> TO DO
Write out again every line of the rows below, from the line containing "Q: Point to the boy's nose" through the end, shifting each x and y coordinate in the answers up by 82 and leaving all other text unchanged.

> EXTRACTED ENTRIES
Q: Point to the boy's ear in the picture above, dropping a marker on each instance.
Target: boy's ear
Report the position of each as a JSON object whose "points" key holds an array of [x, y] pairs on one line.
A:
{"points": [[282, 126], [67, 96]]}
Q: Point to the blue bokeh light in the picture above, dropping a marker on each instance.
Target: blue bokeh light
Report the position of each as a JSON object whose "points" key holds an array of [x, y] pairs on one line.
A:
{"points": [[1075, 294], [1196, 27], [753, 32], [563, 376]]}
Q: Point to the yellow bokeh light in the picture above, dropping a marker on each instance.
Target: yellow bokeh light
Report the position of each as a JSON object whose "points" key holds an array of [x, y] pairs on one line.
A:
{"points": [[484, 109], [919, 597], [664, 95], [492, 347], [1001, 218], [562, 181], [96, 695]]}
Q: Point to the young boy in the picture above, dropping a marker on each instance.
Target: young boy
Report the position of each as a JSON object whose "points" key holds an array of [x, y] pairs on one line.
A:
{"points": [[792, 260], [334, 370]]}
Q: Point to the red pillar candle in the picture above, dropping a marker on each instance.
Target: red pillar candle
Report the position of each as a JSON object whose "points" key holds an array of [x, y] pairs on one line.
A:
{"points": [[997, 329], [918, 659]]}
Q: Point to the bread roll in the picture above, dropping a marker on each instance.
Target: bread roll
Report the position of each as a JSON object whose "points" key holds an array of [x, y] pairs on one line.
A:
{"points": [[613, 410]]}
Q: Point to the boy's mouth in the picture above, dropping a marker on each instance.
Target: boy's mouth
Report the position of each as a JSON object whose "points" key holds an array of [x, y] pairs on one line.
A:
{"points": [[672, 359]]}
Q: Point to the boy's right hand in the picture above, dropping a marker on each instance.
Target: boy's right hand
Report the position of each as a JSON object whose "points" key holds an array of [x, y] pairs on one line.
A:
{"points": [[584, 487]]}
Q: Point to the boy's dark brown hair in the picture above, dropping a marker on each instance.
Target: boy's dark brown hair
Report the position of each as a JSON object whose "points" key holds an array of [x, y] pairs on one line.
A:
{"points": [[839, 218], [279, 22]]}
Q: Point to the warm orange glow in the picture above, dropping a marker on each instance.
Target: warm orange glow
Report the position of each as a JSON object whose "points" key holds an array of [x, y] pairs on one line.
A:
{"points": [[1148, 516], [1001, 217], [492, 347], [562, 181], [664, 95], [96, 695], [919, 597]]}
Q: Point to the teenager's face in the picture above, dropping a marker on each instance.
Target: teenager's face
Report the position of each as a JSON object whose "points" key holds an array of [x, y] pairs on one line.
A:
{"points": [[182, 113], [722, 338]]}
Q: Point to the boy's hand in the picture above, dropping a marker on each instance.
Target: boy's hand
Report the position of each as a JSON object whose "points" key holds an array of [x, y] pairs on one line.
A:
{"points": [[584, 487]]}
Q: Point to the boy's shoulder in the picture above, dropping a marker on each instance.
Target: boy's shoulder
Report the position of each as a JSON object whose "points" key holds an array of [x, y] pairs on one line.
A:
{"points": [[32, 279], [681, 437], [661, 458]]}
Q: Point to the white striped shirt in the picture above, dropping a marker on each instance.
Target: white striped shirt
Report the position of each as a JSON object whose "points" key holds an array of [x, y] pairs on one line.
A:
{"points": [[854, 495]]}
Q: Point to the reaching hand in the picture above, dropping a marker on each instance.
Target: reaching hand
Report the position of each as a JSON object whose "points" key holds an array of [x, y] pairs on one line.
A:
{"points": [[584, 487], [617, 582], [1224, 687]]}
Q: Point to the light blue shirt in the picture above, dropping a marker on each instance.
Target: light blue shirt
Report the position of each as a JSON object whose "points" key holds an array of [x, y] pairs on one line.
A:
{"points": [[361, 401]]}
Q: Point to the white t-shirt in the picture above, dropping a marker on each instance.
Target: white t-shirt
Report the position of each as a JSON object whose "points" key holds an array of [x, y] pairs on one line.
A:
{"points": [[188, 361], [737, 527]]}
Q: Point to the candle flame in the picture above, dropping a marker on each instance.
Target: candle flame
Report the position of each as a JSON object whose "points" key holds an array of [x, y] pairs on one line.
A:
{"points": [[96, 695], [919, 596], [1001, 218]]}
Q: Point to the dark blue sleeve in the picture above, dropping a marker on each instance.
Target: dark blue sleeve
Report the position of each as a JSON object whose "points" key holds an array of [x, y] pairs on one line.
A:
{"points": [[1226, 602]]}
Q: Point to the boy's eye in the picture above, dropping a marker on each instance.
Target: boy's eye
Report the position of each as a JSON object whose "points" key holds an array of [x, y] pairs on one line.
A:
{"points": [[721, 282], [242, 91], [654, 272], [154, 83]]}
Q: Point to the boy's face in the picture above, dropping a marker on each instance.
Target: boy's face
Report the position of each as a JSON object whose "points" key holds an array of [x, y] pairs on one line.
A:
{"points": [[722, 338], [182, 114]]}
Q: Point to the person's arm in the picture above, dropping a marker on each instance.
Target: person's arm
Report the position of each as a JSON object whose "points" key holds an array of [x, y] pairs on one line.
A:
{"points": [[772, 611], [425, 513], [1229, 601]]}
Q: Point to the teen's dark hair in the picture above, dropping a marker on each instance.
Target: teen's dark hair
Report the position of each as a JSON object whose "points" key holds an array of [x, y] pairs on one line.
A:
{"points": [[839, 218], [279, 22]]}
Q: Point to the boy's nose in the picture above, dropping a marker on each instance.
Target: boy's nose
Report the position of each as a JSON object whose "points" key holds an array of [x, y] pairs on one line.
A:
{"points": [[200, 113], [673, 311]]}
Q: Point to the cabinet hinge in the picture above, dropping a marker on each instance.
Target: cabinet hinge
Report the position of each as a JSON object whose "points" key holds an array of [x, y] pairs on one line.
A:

> CORRECT RESULT
Q: Point to the boy's nose in the picture above, dropping a marker on each instance.
Target: boy's nose
Report the position of each as a JSON object whose "points" key holds an array of [x, y] pairs on one line.
A:
{"points": [[282, 195], [755, 393]]}
Q: Point to the cabinet hinge in the picture above, dropping a marker on each instance.
Target: cabinet hinge
Report the position of each as a JSON object whose "points" key holds an array of [x, y] pairs on one line.
A:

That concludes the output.